• _Work to do_
Reproduce the data below, swapping each occurrence of "thickest" for "widest" and leaving every other character unchanged.

• _Records provided_
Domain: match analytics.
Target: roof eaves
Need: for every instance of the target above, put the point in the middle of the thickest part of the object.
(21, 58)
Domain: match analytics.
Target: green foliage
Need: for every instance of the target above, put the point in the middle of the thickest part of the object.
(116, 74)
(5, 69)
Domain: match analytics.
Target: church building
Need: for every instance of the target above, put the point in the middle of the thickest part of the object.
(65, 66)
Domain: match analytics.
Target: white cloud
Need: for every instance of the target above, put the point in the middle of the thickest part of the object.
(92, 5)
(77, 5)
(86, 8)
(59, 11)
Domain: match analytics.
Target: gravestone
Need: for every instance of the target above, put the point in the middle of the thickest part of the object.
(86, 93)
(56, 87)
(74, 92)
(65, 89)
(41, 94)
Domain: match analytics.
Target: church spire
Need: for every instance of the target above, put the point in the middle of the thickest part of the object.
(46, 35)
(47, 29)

• _Reply_
Domain: match analytics.
Target: roof eaves
Need: for every instance of the target above, put the point in the middle of the widest part of the object.
(21, 58)
Domain: match analytics.
Target: green foliage
Need: for every instance of the target above, put the point in the middle of the widest part of the object.
(116, 74)
(5, 69)
Domain: match analytics.
Target: church building
Need: for every instance of the target above, put the point in the middle of the widest part of the object.
(65, 66)
Domain: match analytics.
Target: white cloud
Need: for every instance of the target above, put the point in the middle of the widest part of the object.
(92, 5)
(77, 5)
(86, 8)
(59, 11)
Domain: match analytics.
Target: gravestone
Need: for every instance of the target above, put the point in the middle of the widest part of the object.
(86, 93)
(56, 87)
(74, 92)
(65, 89)
(41, 94)
Domain: match analytics.
Target: church spire
Need: for every instance of the target above, put the point in the middle of the widest part of the object.
(46, 35)
(47, 29)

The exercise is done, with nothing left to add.